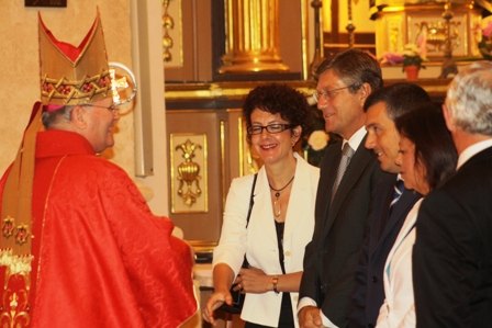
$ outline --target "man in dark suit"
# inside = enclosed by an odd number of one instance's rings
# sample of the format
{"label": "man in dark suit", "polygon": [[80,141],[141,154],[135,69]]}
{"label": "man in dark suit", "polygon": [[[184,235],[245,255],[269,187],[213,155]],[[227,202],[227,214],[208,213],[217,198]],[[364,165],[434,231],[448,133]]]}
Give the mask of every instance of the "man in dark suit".
{"label": "man in dark suit", "polygon": [[366,100],[366,148],[371,149],[381,169],[393,173],[376,193],[369,216],[369,228],[364,242],[356,287],[349,310],[349,327],[374,327],[379,308],[384,301],[383,268],[406,214],[420,195],[403,186],[396,174],[400,135],[394,120],[431,102],[424,89],[412,83],[395,83],[371,93]]}
{"label": "man in dark suit", "polygon": [[423,201],[413,278],[417,327],[492,325],[492,63],[460,70],[444,106],[458,170]]}
{"label": "man in dark suit", "polygon": [[315,97],[325,128],[343,140],[331,144],[321,162],[315,231],[305,250],[298,315],[301,327],[345,327],[370,200],[384,174],[364,147],[362,110],[382,78],[378,61],[357,49],[323,61],[317,72]]}

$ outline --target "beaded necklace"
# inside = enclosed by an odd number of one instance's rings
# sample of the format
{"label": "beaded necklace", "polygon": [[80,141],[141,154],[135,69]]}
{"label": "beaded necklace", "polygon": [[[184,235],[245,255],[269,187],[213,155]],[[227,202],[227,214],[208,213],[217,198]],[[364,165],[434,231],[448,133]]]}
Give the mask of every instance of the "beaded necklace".
{"label": "beaded necklace", "polygon": [[279,199],[280,199],[280,192],[283,191],[286,188],[288,188],[289,184],[292,183],[292,181],[294,180],[294,178],[295,178],[295,176],[293,176],[293,177],[289,180],[289,182],[287,182],[287,184],[283,185],[283,186],[280,188],[280,189],[275,189],[273,186],[271,186],[270,182],[268,182],[268,185],[270,186],[270,190],[271,190],[271,191],[275,191],[275,194],[273,194],[273,195],[275,195],[275,200],[273,200],[273,215],[275,215],[275,217],[280,217],[280,215],[282,214],[281,207],[280,207],[280,202],[279,202]]}

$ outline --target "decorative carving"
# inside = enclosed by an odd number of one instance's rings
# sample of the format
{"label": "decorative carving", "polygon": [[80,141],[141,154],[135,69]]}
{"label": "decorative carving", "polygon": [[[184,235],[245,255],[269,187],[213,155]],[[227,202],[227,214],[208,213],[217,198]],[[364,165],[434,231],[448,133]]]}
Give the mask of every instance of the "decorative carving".
{"label": "decorative carving", "polygon": [[164,14],[163,14],[163,59],[164,61],[171,61],[172,60],[172,54],[170,49],[172,48],[172,45],[175,42],[172,41],[172,37],[169,35],[169,30],[175,29],[175,20],[172,16],[168,13],[169,3],[171,0],[163,0],[163,8],[164,8]]}
{"label": "decorative carving", "polygon": [[[194,151],[197,149],[202,149],[202,146],[193,144],[190,139],[187,139],[183,144],[176,146],[175,150],[181,150],[181,157],[185,159],[178,166],[178,195],[185,200],[185,204],[189,207],[193,206],[202,193],[200,189],[200,166],[193,161]],[[193,190],[194,183],[194,190]],[[186,191],[185,191],[186,184]]]}

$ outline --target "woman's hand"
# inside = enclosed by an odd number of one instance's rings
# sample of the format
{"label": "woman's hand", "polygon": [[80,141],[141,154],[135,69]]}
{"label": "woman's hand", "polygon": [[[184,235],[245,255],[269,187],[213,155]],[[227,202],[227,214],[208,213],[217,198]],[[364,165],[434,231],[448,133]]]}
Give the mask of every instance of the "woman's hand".
{"label": "woman's hand", "polygon": [[206,302],[205,308],[202,312],[203,319],[212,326],[215,326],[215,318],[214,313],[215,309],[222,306],[222,304],[226,303],[227,305],[233,304],[233,297],[231,296],[231,293],[228,291],[221,291],[215,292],[210,296],[209,301]]}
{"label": "woman's hand", "polygon": [[235,283],[244,293],[262,294],[271,291],[271,276],[257,268],[241,269]]}

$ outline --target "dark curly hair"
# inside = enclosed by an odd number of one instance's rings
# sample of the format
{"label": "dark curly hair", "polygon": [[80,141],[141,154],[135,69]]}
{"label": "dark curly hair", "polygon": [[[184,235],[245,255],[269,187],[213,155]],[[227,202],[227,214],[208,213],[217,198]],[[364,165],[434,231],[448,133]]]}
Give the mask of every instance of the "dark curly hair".
{"label": "dark curly hair", "polygon": [[[301,138],[311,133],[312,113],[305,95],[286,84],[270,83],[253,89],[243,103],[243,117],[246,128],[251,126],[251,113],[259,109],[270,114],[280,114],[293,126],[302,127]],[[247,136],[250,142],[250,136]]]}
{"label": "dark curly hair", "polygon": [[458,154],[440,105],[428,102],[394,123],[399,133],[415,144],[415,163],[424,166],[431,190],[455,173]]}

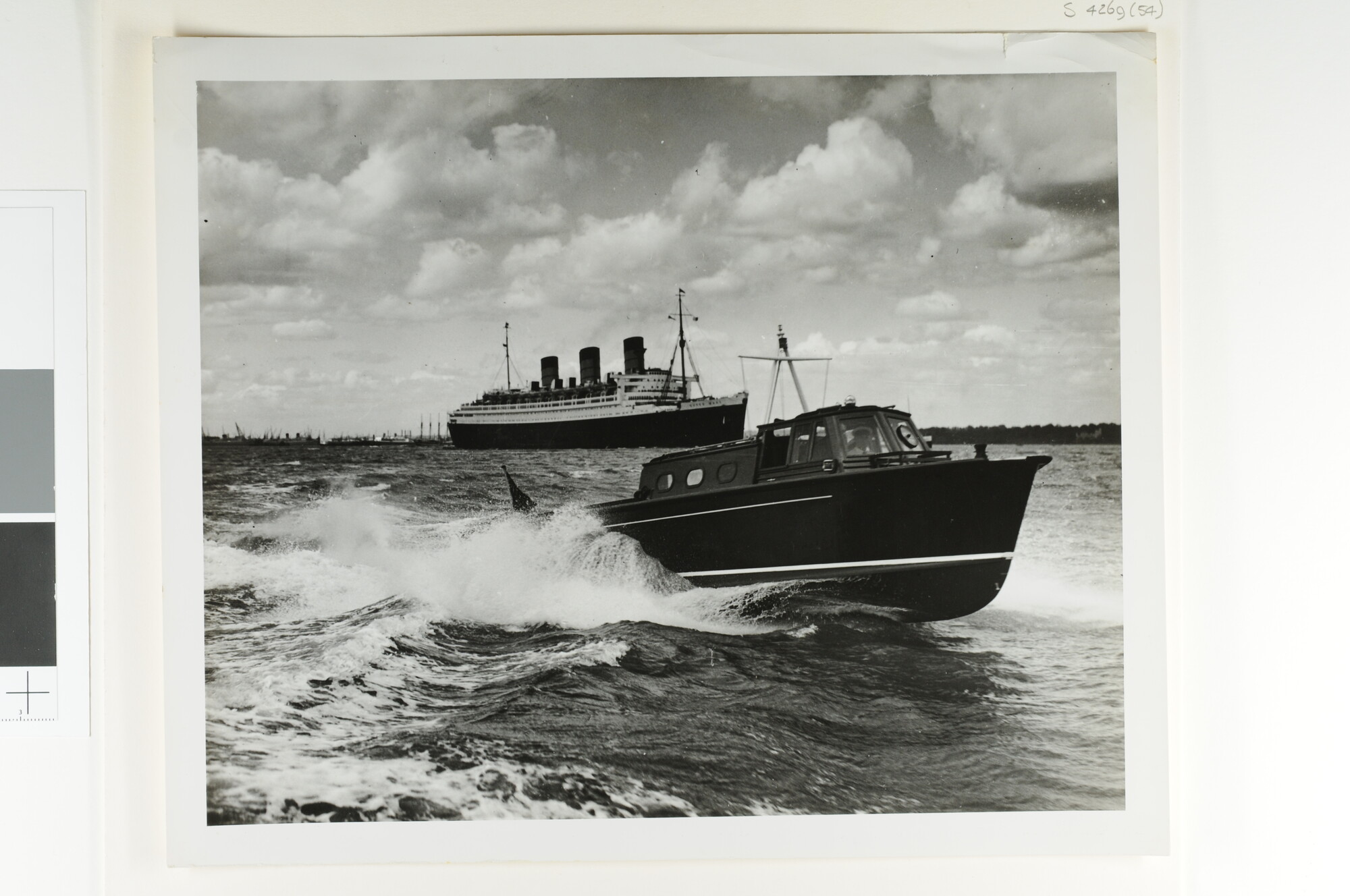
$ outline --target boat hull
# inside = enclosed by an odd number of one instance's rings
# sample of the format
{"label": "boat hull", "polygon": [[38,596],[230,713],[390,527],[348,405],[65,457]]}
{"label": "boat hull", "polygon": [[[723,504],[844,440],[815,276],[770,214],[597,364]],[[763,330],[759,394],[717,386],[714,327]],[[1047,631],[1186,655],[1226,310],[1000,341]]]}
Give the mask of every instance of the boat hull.
{"label": "boat hull", "polygon": [[451,421],[456,448],[684,448],[740,439],[745,401],[540,422]]}
{"label": "boat hull", "polygon": [[998,596],[1048,460],[882,467],[595,510],[694,584],[813,582],[914,621],[950,619]]}

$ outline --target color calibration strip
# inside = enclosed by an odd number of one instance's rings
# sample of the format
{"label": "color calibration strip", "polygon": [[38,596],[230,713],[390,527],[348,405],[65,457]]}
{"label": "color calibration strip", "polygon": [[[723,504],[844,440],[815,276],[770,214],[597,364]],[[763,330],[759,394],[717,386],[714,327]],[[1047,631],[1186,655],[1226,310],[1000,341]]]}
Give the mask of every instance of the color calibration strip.
{"label": "color calibration strip", "polygon": [[0,735],[88,734],[85,212],[0,192]]}

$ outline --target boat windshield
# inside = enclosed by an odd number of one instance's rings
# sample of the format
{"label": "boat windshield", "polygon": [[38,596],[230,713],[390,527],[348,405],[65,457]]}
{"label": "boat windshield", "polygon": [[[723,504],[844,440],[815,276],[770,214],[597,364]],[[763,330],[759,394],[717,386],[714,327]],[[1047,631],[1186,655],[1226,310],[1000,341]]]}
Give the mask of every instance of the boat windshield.
{"label": "boat windshield", "polygon": [[927,440],[923,439],[923,433],[919,428],[914,425],[913,420],[906,420],[903,417],[887,417],[886,422],[891,425],[891,430],[895,437],[900,440],[900,451],[927,451]]}
{"label": "boat windshield", "polygon": [[845,457],[865,457],[886,452],[886,441],[878,432],[875,417],[844,417],[840,420]]}

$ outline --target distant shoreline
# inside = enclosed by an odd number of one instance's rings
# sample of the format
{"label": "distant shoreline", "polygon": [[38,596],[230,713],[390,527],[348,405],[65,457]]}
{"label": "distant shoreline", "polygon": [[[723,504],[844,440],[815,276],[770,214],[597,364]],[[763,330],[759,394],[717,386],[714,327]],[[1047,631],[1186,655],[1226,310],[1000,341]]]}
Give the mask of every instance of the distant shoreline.
{"label": "distant shoreline", "polygon": [[1119,445],[1120,424],[1060,426],[925,426],[923,435],[940,445]]}

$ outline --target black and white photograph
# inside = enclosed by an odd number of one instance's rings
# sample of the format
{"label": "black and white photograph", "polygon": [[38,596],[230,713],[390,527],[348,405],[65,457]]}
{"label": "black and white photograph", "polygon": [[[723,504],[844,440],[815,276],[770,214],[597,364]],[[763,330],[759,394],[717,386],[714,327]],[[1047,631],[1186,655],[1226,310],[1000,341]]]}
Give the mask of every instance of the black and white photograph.
{"label": "black and white photograph", "polygon": [[1115,72],[194,94],[208,830],[1126,808]]}

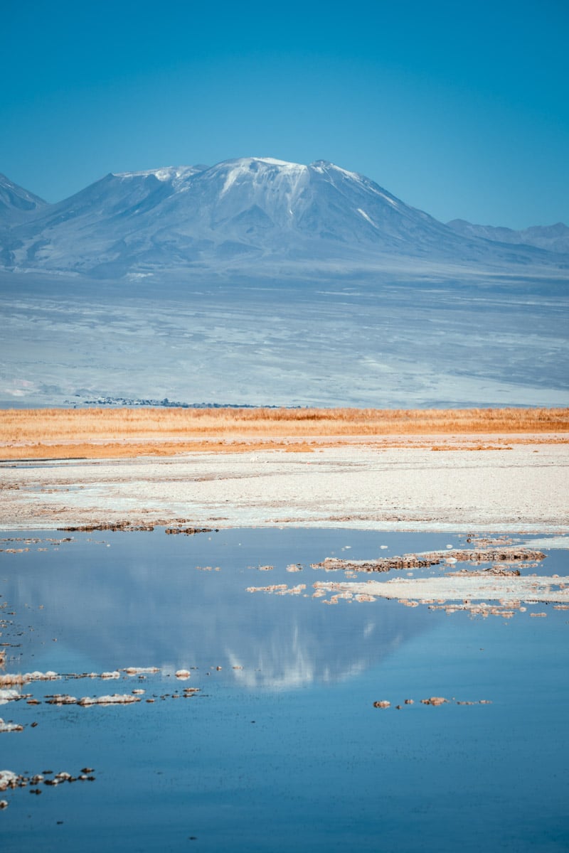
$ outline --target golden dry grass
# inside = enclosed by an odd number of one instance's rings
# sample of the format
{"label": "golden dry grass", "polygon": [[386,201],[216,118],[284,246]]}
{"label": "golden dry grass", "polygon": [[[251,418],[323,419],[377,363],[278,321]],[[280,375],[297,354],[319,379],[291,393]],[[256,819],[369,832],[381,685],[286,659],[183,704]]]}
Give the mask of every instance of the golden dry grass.
{"label": "golden dry grass", "polygon": [[0,457],[108,458],[260,447],[311,450],[323,437],[334,444],[353,438],[368,443],[389,437],[485,433],[522,440],[524,434],[545,432],[569,432],[569,409],[4,409],[0,410]]}

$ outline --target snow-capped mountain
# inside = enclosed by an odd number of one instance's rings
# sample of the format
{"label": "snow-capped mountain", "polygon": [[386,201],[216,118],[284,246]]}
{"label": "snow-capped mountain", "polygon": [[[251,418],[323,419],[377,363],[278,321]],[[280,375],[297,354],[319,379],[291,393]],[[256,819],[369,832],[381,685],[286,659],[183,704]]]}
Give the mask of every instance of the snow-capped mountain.
{"label": "snow-capped mountain", "polygon": [[533,225],[520,231],[493,225],[473,225],[466,219],[453,219],[447,225],[463,237],[482,237],[499,243],[534,246],[548,252],[569,252],[569,228],[562,222],[555,225]]}
{"label": "snow-capped mountain", "polygon": [[332,163],[254,157],[109,174],[15,220],[3,249],[9,268],[109,278],[265,263],[380,269],[402,259],[503,265],[549,257],[459,234]]}

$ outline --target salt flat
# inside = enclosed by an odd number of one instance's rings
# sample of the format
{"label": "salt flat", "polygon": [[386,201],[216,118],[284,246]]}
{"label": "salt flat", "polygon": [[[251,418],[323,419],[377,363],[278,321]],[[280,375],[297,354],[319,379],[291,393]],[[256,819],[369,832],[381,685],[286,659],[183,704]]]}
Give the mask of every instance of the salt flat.
{"label": "salt flat", "polygon": [[309,453],[291,444],[289,451],[4,462],[0,525],[569,531],[569,445],[551,436],[509,437],[507,445],[479,438],[493,449],[467,450],[476,445],[455,436],[398,447],[322,441]]}

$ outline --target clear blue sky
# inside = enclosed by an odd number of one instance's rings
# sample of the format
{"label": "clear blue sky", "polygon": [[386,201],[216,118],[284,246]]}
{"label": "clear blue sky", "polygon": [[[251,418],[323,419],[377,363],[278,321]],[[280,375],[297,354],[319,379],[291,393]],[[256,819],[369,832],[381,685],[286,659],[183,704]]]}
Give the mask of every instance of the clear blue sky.
{"label": "clear blue sky", "polygon": [[0,171],[328,160],[447,221],[569,224],[568,0],[3,0]]}

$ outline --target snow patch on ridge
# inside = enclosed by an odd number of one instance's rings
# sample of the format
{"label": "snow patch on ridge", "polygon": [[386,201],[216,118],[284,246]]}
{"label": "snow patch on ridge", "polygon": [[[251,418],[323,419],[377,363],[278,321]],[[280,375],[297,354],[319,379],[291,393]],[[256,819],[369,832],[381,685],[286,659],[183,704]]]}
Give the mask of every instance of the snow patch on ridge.
{"label": "snow patch on ridge", "polygon": [[377,225],[375,224],[375,223],[374,222],[374,220],[369,218],[369,217],[368,216],[368,214],[366,213],[365,211],[363,211],[361,207],[357,207],[357,210],[358,213],[362,214],[362,216],[363,217],[364,219],[368,220],[368,222],[369,223],[370,225],[373,225],[374,228],[377,228]]}

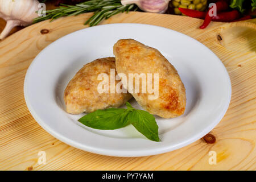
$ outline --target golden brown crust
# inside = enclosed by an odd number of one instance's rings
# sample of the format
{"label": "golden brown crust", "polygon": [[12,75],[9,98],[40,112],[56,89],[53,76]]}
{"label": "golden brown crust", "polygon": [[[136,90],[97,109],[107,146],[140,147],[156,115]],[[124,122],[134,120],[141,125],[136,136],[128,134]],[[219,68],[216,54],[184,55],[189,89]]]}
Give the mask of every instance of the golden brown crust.
{"label": "golden brown crust", "polygon": [[129,73],[159,73],[159,97],[156,100],[149,100],[147,93],[133,93],[129,85],[123,85],[142,107],[165,118],[184,113],[185,88],[177,71],[159,51],[133,39],[118,40],[113,51],[117,73],[127,77]]}
{"label": "golden brown crust", "polygon": [[[90,113],[97,109],[118,107],[132,97],[129,93],[100,93],[98,75],[115,69],[114,57],[97,59],[84,65],[69,81],[64,93],[67,111],[72,114]],[[117,75],[117,72],[115,73]],[[117,84],[120,81],[115,81]]]}

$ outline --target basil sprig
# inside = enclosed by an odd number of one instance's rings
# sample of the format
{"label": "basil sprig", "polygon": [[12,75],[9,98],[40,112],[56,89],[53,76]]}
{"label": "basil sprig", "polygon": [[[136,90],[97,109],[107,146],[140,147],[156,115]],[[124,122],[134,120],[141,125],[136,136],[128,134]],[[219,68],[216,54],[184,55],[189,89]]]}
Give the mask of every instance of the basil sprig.
{"label": "basil sprig", "polygon": [[99,130],[115,130],[127,126],[133,126],[148,139],[159,142],[158,126],[153,115],[133,108],[126,102],[127,109],[109,108],[97,110],[79,119],[88,127]]}

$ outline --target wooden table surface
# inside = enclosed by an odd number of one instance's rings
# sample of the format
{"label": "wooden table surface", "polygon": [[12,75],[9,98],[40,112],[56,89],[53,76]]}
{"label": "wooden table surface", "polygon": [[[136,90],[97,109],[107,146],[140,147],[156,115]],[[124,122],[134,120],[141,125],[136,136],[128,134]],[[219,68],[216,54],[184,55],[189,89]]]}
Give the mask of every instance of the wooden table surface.
{"label": "wooden table surface", "polygon": [[[117,158],[78,150],[43,130],[32,117],[24,99],[23,81],[27,69],[47,45],[86,27],[83,23],[91,15],[60,18],[52,23],[40,22],[0,42],[0,169],[256,169],[256,19],[232,23],[213,22],[205,30],[200,30],[198,27],[201,20],[132,12],[116,15],[101,23],[140,23],[171,28],[198,40],[220,57],[230,77],[232,96],[225,117],[210,132],[216,138],[214,143],[200,139],[166,154]],[[42,29],[49,32],[42,34]],[[46,152],[46,164],[38,163],[41,151]],[[216,152],[216,165],[208,162],[210,151]]]}

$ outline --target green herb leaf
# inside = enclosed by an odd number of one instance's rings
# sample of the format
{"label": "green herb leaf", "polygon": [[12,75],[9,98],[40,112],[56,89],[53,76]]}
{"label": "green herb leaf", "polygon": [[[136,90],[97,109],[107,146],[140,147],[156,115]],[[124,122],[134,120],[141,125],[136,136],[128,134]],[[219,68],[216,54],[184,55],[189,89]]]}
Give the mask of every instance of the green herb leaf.
{"label": "green herb leaf", "polygon": [[159,142],[158,126],[153,115],[137,110],[126,102],[126,109],[109,108],[87,114],[79,121],[90,127],[100,130],[115,130],[131,123],[135,129],[149,139]]}
{"label": "green herb leaf", "polygon": [[245,0],[232,0],[230,2],[230,7],[238,10],[243,13],[245,9],[243,8],[243,3]]}
{"label": "green herb leaf", "polygon": [[128,115],[128,120],[148,139],[156,142],[160,141],[158,126],[153,115],[142,110],[134,110]]}
{"label": "green herb leaf", "polygon": [[115,130],[129,124],[127,114],[131,111],[126,109],[109,108],[97,110],[87,114],[79,121],[90,127],[100,130]]}
{"label": "green herb leaf", "polygon": [[124,11],[138,10],[138,6],[134,4],[122,5],[120,0],[90,0],[81,2],[76,5],[60,4],[59,8],[47,10],[46,15],[35,18],[33,23],[38,23],[47,19],[52,20],[67,16],[78,15],[82,13],[94,12],[85,23],[90,26],[98,24],[101,20]]}

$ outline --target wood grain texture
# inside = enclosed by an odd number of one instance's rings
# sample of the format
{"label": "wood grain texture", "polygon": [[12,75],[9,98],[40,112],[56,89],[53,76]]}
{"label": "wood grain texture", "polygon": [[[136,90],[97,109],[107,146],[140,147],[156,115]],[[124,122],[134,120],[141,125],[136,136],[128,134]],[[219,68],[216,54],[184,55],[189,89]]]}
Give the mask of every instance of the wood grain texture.
{"label": "wood grain texture", "polygon": [[[43,22],[0,42],[0,169],[256,169],[256,19],[213,22],[205,30],[200,30],[201,20],[132,12],[101,23],[140,23],[171,28],[198,40],[220,57],[231,79],[232,97],[225,117],[210,133],[216,138],[214,143],[200,139],[163,154],[115,158],[76,149],[44,131],[25,104],[23,86],[27,69],[46,46],[86,27],[83,23],[91,15]],[[49,32],[42,34],[42,29]],[[217,153],[216,165],[208,163],[208,152],[212,150]],[[46,152],[45,165],[38,163],[40,151]]]}

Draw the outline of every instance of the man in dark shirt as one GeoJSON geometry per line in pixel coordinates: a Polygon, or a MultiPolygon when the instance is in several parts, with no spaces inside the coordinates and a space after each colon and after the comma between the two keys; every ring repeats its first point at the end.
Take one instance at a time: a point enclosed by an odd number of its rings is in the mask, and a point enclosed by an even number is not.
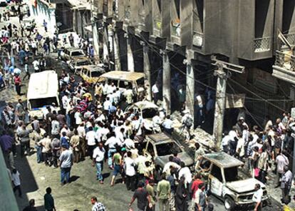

────

Please locate every line of the items that contains the word “curly” and copy each one.

$ outline --target "dark curly hair"
{"label": "dark curly hair", "polygon": [[80,141],[141,154],[135,69]]}
{"label": "dark curly hair", "polygon": [[[184,235],[245,255],[269,187],[213,155]],[[227,202],[227,214],[208,213],[217,198]],[[364,165],[434,231],[448,133]]]}
Give the mask of every instance of the "dark curly hair".
{"label": "dark curly hair", "polygon": [[[301,138],[311,133],[312,113],[305,95],[286,84],[270,83],[253,89],[243,103],[243,117],[246,128],[251,126],[251,113],[259,109],[270,114],[280,114],[293,126],[302,127]],[[247,136],[250,142],[250,136]]]}
{"label": "dark curly hair", "polygon": [[458,154],[440,105],[428,102],[394,123],[399,133],[415,144],[415,163],[424,166],[431,190],[455,173]]}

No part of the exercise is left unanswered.